## Aufgabe
Schreib den Seitenauszug ab den Worten „2.) Ich würd“ bis einschließlich „stimmen nicht ...“ erneut hin. Tausche dabei „Passwort“ gegen „Kennwort“ aus.

Also ich hätte zwei Punkte zu mäkeln:

1.) $cfg['Servers'][$i]['connect_type']  = 'tcp';   

ich würd immer tcp für die verbindung wählen ... 

2.) Ich würd den User per mysqladmin anlegen, dann ist sicher, dass er richtig angelegt wurde ... wenn du per phpmyadmin den user nur einträgst ist u.U. das Passwort nicht richtig eingetragen oder die Rechte stimmen nicht ... 

Viele Grüße,
Christian


----------



## torkel (9. Juli 2005)

bei 1. kann ich nur socket, da es sonst nicht läuft, ich habe 2 mysql server installiert. 

jetzt wollte ich für root ein passwort geben und jetzt kann ich micht nicht mehr einloggen.
wenn ich ein passwort eingebe bekomme ich dies:

ERROR 1251: Client does not support authentication protocol requested by server; consider upgrading MySQL client

wenn ich keins eingebe dies:

ERROR 1045: Access denied for user 'root'@'localhost' (using password: NO)

gibt es da noch eine möglichkeit, das ich einloggen kann? ich hab noch einen andern user, mit dem geht es, aber da habe ich keine berechtigung. oder kann ich das rootpw wieder irgendwie zurücksetzen oder löschen?

thanxx


----------



## torkel (9. Juli 2005)

ich glaub ich was was gefunden, denn sobald ich ein pw gebe, geht es es nicht mehr... kann es daran liegen?

*Kennwort ändern*

                                                         Kein Kennwort                                                      Kennwort:                                                            Wiederholen:                                               	    Password-Verschlüsselung: 	 	 	     	     	        MySQL 4.1 	     	                     	 	     	     	        MySQL 4.0 kompatibel  
 kann ich phpmyadmin updaten, dass es auf für mysql 5 geht?


----------

Einträge aus einem Datensatz
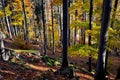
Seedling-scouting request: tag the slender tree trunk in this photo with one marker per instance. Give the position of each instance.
(114, 13)
(44, 29)
(90, 27)
(53, 40)
(65, 34)
(25, 23)
(61, 27)
(100, 71)
(6, 19)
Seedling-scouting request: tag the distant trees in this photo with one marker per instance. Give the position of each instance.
(106, 10)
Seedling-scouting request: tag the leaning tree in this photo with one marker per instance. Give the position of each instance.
(100, 71)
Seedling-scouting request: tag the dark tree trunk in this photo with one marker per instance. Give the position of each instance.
(90, 27)
(25, 23)
(114, 13)
(65, 34)
(60, 24)
(44, 29)
(6, 19)
(69, 25)
(100, 71)
(53, 40)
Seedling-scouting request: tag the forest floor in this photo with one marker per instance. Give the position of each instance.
(32, 67)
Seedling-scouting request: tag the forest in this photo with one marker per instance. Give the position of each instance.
(59, 39)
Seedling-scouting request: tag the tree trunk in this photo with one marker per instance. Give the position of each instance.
(65, 34)
(53, 40)
(44, 29)
(114, 13)
(100, 71)
(25, 23)
(89, 38)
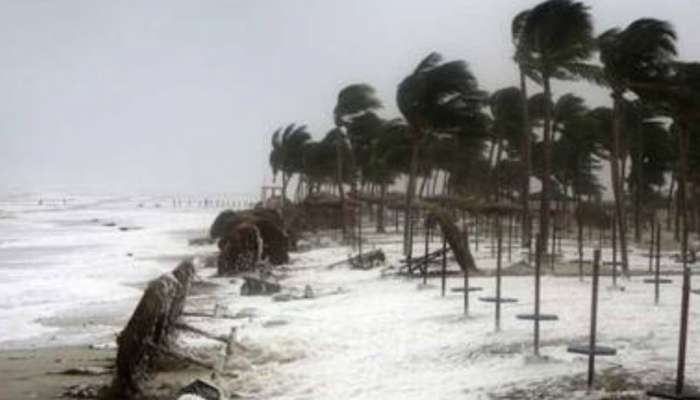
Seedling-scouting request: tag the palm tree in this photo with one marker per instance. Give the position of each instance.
(353, 101)
(640, 51)
(521, 58)
(436, 96)
(286, 154)
(558, 37)
(506, 109)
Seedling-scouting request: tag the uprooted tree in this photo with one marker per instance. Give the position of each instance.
(458, 244)
(248, 236)
(150, 329)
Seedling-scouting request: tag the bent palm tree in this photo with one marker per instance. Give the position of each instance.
(640, 51)
(286, 154)
(558, 35)
(353, 100)
(436, 96)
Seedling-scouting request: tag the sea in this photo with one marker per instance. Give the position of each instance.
(73, 265)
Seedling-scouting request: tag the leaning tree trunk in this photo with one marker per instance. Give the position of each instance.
(638, 189)
(617, 184)
(410, 189)
(459, 243)
(527, 167)
(544, 205)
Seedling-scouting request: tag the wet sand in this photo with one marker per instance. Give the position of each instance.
(39, 373)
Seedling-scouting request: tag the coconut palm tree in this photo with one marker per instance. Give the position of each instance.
(558, 37)
(286, 154)
(641, 51)
(353, 101)
(506, 108)
(436, 97)
(521, 58)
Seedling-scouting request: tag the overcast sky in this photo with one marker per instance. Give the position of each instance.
(182, 96)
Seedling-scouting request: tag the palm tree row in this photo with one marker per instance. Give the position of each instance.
(490, 145)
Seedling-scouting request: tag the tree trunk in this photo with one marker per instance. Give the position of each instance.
(544, 204)
(669, 212)
(380, 209)
(525, 195)
(339, 183)
(638, 188)
(617, 185)
(410, 189)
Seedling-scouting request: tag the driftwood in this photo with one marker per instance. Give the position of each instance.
(255, 285)
(229, 341)
(423, 262)
(368, 260)
(454, 238)
(275, 240)
(150, 327)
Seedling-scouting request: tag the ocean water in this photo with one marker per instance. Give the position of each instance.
(64, 257)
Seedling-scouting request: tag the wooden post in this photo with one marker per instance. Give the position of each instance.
(476, 234)
(657, 275)
(510, 236)
(466, 270)
(651, 246)
(538, 266)
(359, 232)
(499, 241)
(685, 308)
(614, 244)
(427, 245)
(594, 319)
(444, 262)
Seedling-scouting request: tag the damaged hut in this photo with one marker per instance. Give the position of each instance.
(248, 237)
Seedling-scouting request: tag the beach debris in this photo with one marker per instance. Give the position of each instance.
(367, 260)
(271, 228)
(86, 371)
(150, 330)
(241, 250)
(82, 391)
(255, 285)
(201, 389)
(201, 241)
(454, 237)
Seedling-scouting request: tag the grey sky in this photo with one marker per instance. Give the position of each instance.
(183, 95)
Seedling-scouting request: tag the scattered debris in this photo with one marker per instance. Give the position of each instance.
(202, 390)
(254, 285)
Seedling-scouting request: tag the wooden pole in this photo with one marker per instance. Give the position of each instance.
(427, 244)
(651, 246)
(444, 263)
(499, 241)
(538, 266)
(594, 319)
(657, 274)
(510, 236)
(614, 244)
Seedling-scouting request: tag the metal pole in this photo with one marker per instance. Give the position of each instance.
(594, 319)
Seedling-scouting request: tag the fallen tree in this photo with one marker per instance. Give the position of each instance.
(150, 328)
(458, 244)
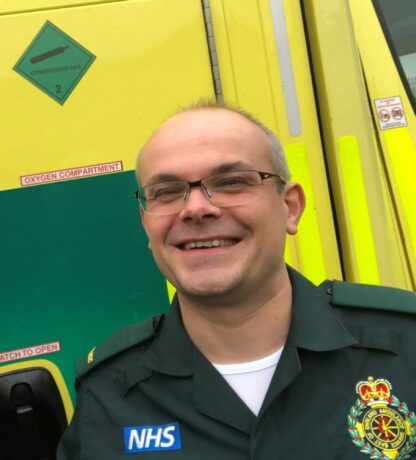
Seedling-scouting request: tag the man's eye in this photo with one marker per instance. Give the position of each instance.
(167, 193)
(233, 182)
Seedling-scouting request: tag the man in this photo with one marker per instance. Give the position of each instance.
(252, 360)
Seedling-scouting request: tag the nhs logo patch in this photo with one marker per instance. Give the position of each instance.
(148, 438)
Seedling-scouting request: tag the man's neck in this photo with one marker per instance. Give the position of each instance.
(240, 332)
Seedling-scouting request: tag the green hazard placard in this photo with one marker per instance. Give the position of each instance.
(54, 62)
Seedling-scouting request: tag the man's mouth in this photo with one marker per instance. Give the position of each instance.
(217, 243)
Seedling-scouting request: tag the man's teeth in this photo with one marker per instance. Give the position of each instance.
(208, 244)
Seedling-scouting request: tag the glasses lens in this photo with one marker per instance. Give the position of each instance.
(232, 188)
(163, 198)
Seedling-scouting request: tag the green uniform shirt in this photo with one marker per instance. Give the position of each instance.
(152, 380)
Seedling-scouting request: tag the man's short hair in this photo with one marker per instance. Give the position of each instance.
(276, 152)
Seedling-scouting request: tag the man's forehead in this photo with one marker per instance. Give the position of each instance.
(198, 128)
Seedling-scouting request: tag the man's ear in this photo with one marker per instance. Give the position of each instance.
(295, 200)
(143, 219)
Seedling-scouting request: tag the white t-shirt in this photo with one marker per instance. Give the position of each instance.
(251, 380)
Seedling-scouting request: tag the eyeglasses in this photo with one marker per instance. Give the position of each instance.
(224, 189)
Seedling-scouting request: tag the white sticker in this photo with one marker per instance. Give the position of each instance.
(71, 173)
(390, 113)
(30, 352)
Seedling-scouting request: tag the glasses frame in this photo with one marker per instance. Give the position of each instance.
(200, 183)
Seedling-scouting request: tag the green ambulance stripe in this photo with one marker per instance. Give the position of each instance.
(75, 266)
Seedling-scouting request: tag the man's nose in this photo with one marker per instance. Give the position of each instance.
(198, 206)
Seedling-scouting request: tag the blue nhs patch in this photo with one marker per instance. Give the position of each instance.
(149, 438)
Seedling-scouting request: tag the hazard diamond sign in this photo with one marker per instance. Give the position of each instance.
(54, 62)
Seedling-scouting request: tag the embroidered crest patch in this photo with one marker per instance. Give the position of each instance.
(379, 424)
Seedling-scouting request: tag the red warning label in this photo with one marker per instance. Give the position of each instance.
(390, 113)
(30, 352)
(71, 173)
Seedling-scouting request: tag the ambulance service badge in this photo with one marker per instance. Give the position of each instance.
(379, 424)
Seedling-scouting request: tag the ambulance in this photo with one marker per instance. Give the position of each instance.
(84, 83)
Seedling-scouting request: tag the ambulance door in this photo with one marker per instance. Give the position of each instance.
(82, 86)
(386, 38)
(370, 235)
(263, 67)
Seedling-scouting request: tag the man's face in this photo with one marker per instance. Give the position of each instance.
(249, 238)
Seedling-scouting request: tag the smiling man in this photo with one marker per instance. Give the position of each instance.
(252, 360)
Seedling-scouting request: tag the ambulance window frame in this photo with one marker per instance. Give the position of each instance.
(391, 44)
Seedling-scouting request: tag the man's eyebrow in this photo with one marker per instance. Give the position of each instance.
(234, 166)
(163, 177)
(225, 167)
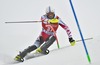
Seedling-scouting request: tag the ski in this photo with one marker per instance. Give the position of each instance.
(23, 22)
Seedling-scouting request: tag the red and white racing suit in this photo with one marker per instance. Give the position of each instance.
(46, 31)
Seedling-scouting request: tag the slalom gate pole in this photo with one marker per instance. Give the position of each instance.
(88, 57)
(54, 35)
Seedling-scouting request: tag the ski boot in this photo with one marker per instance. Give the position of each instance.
(39, 50)
(72, 41)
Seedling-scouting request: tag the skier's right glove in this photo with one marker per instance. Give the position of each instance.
(72, 41)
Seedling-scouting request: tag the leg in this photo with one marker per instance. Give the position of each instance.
(37, 43)
(48, 43)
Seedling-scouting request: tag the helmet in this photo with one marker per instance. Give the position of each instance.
(50, 13)
(49, 9)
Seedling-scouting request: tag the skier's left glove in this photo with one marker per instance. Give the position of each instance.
(72, 41)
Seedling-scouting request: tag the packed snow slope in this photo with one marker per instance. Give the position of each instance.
(16, 37)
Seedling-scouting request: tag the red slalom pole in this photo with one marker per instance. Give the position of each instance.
(54, 35)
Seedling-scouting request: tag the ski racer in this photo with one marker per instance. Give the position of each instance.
(47, 36)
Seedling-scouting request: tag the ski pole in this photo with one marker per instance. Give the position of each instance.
(54, 35)
(88, 56)
(24, 22)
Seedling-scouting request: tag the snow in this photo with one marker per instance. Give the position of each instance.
(16, 37)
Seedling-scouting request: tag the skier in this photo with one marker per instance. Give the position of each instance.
(47, 36)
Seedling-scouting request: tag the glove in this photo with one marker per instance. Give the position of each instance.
(72, 41)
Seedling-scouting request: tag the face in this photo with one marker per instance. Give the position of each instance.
(50, 15)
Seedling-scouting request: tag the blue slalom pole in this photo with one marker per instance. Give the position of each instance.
(88, 57)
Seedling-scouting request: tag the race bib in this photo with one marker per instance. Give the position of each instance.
(53, 20)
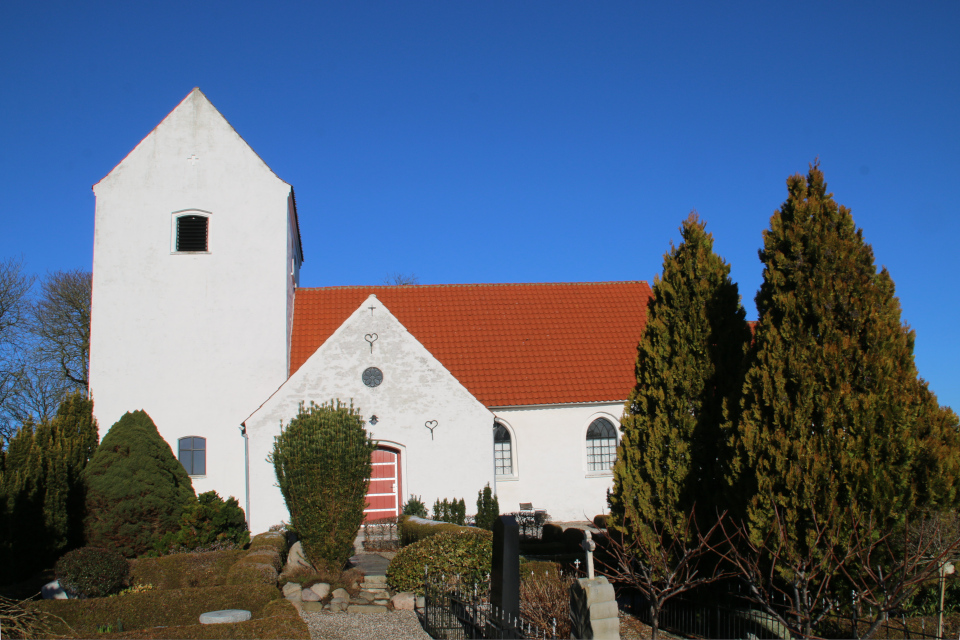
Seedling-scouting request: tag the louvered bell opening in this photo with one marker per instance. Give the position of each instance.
(191, 233)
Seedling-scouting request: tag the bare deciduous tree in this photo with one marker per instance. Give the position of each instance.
(791, 583)
(15, 288)
(662, 565)
(401, 279)
(60, 320)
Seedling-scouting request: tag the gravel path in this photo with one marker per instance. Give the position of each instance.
(364, 626)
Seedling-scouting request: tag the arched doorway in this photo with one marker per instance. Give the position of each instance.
(383, 496)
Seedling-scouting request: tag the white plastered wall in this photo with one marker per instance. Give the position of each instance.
(456, 461)
(196, 340)
(550, 459)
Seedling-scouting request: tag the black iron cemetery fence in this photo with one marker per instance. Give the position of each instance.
(712, 616)
(456, 611)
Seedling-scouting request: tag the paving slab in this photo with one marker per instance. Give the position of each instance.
(366, 608)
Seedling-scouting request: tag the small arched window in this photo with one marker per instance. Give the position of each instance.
(191, 233)
(193, 455)
(502, 450)
(601, 445)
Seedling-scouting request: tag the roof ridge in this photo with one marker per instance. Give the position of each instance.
(468, 284)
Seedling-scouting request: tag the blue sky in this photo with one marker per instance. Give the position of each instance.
(512, 141)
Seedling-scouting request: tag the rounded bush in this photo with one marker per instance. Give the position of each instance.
(92, 572)
(466, 553)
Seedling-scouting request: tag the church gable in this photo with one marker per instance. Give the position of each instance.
(410, 401)
(509, 344)
(195, 135)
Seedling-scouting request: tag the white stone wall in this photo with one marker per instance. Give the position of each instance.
(456, 462)
(196, 340)
(550, 459)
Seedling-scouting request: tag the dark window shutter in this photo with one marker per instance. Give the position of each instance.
(191, 233)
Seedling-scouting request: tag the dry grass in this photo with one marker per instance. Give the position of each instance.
(17, 621)
(308, 576)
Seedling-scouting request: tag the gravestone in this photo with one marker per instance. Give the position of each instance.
(505, 572)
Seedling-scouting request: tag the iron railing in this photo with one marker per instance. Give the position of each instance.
(457, 611)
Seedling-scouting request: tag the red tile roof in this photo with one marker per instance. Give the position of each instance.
(508, 344)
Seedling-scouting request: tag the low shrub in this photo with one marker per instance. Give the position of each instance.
(243, 572)
(275, 540)
(467, 554)
(414, 507)
(155, 608)
(305, 577)
(91, 572)
(551, 533)
(411, 530)
(184, 570)
(488, 508)
(453, 511)
(208, 520)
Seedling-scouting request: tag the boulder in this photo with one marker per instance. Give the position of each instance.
(322, 589)
(224, 615)
(404, 601)
(53, 591)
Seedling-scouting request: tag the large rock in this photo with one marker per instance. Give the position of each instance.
(53, 591)
(224, 615)
(404, 601)
(322, 589)
(296, 559)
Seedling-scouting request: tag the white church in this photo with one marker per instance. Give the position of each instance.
(198, 319)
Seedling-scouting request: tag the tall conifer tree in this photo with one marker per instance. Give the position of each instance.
(834, 418)
(689, 365)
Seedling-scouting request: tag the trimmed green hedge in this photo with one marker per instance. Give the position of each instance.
(411, 531)
(185, 570)
(148, 609)
(467, 553)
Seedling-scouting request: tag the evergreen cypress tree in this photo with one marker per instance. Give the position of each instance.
(322, 462)
(23, 540)
(136, 489)
(689, 364)
(834, 416)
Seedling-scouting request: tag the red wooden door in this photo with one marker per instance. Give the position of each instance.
(383, 496)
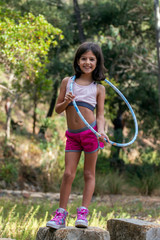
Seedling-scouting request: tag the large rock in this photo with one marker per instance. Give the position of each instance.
(133, 229)
(72, 233)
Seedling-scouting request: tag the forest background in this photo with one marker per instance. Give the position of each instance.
(38, 40)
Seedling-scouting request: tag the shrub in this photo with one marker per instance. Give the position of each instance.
(144, 178)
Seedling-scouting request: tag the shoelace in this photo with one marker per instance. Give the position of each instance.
(82, 214)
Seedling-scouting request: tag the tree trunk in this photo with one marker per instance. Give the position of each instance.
(79, 21)
(34, 113)
(8, 121)
(157, 16)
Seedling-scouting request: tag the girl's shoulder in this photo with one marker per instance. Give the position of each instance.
(100, 87)
(65, 81)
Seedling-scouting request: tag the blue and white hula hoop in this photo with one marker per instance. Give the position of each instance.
(96, 133)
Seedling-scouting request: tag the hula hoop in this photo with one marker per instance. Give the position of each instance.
(96, 133)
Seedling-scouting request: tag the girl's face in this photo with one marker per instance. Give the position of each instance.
(87, 62)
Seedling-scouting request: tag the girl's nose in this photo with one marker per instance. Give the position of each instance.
(87, 61)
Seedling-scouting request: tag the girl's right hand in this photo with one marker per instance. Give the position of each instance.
(69, 97)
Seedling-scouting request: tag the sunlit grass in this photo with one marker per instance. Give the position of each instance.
(21, 219)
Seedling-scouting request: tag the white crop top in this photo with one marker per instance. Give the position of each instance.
(84, 95)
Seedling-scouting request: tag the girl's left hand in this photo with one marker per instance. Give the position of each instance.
(101, 138)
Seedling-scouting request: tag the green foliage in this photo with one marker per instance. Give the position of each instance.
(144, 177)
(9, 170)
(115, 183)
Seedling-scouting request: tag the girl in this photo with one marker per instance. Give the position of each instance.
(88, 94)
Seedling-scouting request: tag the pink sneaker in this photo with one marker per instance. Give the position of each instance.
(82, 221)
(58, 221)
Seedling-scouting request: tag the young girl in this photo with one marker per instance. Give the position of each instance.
(88, 94)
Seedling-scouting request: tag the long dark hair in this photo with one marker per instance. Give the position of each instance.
(98, 73)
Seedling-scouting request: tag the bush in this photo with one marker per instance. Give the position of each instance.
(144, 177)
(9, 170)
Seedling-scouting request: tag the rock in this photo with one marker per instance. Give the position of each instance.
(129, 229)
(72, 233)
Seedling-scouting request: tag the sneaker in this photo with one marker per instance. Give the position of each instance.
(58, 221)
(82, 221)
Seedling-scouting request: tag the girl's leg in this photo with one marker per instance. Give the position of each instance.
(89, 177)
(71, 162)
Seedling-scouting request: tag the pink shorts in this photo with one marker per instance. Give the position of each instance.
(82, 140)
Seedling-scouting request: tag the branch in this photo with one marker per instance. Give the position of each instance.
(7, 89)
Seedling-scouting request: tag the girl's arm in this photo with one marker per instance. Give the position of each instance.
(100, 112)
(63, 99)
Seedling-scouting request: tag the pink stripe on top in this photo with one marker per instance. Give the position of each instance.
(84, 93)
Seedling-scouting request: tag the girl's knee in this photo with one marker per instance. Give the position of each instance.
(68, 176)
(88, 175)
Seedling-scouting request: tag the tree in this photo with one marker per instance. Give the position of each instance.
(157, 17)
(25, 43)
(79, 22)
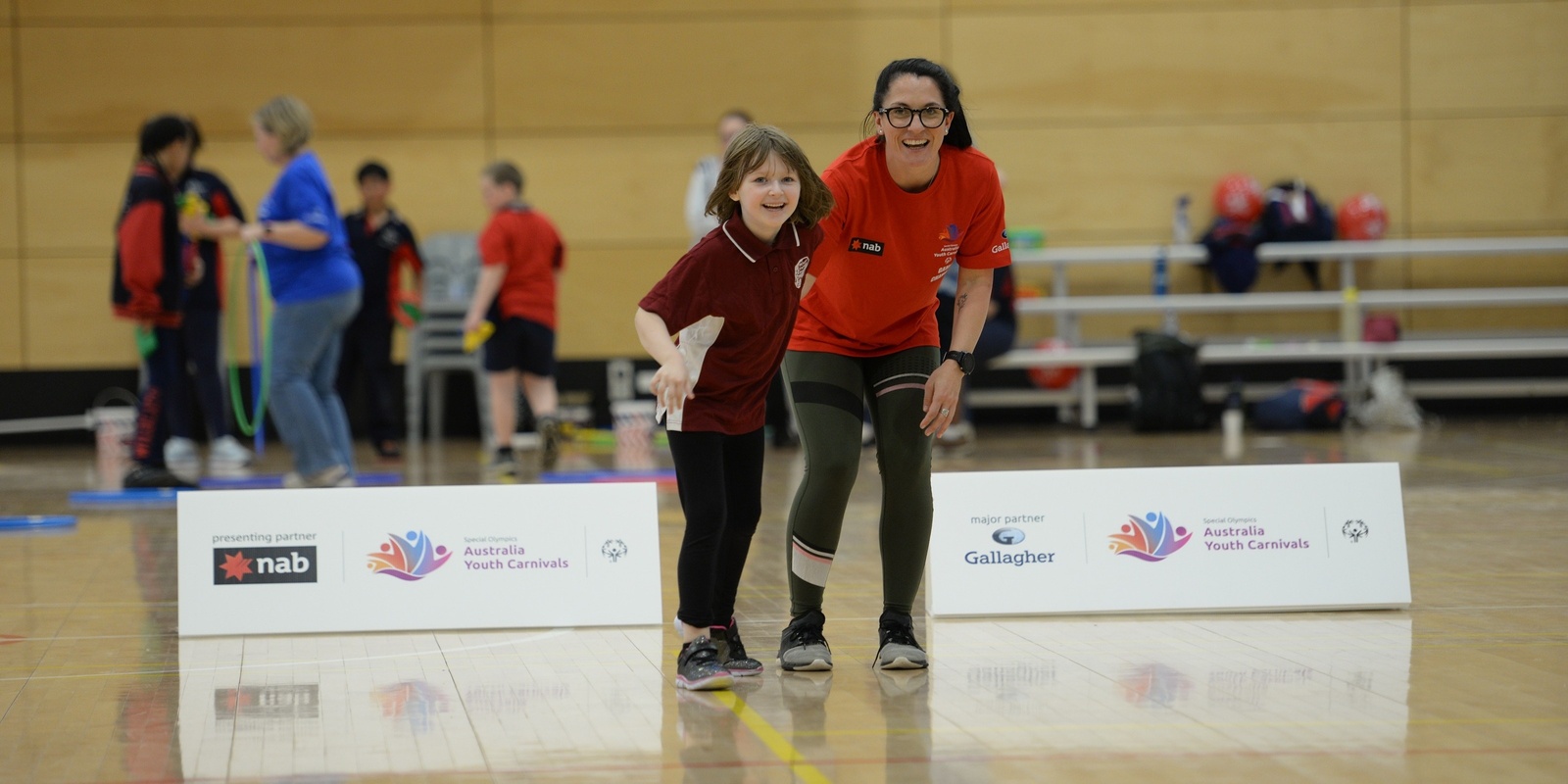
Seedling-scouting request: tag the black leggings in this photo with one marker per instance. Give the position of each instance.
(828, 392)
(721, 496)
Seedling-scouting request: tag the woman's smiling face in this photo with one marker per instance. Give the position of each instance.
(914, 148)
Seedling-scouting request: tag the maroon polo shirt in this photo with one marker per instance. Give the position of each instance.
(733, 302)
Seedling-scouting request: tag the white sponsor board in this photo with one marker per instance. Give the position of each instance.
(1152, 540)
(413, 559)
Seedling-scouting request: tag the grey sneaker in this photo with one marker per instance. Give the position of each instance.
(698, 668)
(733, 653)
(328, 477)
(898, 647)
(180, 459)
(802, 647)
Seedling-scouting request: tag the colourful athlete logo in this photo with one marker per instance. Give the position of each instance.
(1152, 538)
(408, 559)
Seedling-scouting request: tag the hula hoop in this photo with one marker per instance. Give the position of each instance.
(261, 352)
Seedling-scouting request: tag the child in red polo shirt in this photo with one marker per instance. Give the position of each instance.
(522, 256)
(733, 302)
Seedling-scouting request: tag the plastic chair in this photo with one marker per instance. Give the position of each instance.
(435, 347)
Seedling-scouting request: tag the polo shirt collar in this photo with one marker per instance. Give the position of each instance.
(749, 243)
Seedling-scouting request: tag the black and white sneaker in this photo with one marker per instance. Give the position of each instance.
(549, 443)
(733, 653)
(149, 477)
(802, 647)
(898, 648)
(698, 668)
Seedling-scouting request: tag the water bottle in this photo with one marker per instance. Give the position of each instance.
(1231, 422)
(1181, 226)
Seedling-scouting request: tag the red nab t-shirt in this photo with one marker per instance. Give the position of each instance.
(733, 302)
(885, 251)
(529, 245)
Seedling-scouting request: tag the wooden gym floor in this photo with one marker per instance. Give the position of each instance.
(1471, 684)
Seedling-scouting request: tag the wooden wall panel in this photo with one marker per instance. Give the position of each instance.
(600, 294)
(603, 188)
(73, 195)
(1501, 174)
(1180, 65)
(10, 314)
(1118, 185)
(231, 12)
(1058, 7)
(10, 243)
(1489, 57)
(698, 8)
(634, 77)
(70, 321)
(425, 78)
(7, 86)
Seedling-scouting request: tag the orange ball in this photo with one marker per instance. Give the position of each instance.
(1363, 217)
(1239, 198)
(1053, 376)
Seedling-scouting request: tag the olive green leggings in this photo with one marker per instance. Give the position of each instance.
(830, 394)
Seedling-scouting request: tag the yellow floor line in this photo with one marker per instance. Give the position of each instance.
(770, 737)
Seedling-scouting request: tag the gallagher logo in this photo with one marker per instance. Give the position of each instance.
(1150, 538)
(408, 557)
(1007, 537)
(263, 564)
(872, 247)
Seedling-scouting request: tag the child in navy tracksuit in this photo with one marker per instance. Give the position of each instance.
(149, 284)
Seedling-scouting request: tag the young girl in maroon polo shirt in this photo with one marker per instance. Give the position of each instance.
(733, 302)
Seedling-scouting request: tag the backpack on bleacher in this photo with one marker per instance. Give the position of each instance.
(1167, 388)
(1293, 214)
(1233, 253)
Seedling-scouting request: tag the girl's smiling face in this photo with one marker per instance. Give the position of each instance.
(767, 196)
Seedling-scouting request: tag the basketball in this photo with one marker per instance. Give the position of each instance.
(1053, 376)
(1363, 217)
(1239, 198)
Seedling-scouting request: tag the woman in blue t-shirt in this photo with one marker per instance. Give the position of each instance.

## Lösung
2.) Ich würd den User per mysqladmin anlegen, dann ist sicher, dass er richtig angelegt wurde ... wenn du per phpmyadmin den user nur einträgst ist u.U. das Kennwort nicht richtig eingetragen oder die Rechte stimmen nicht ...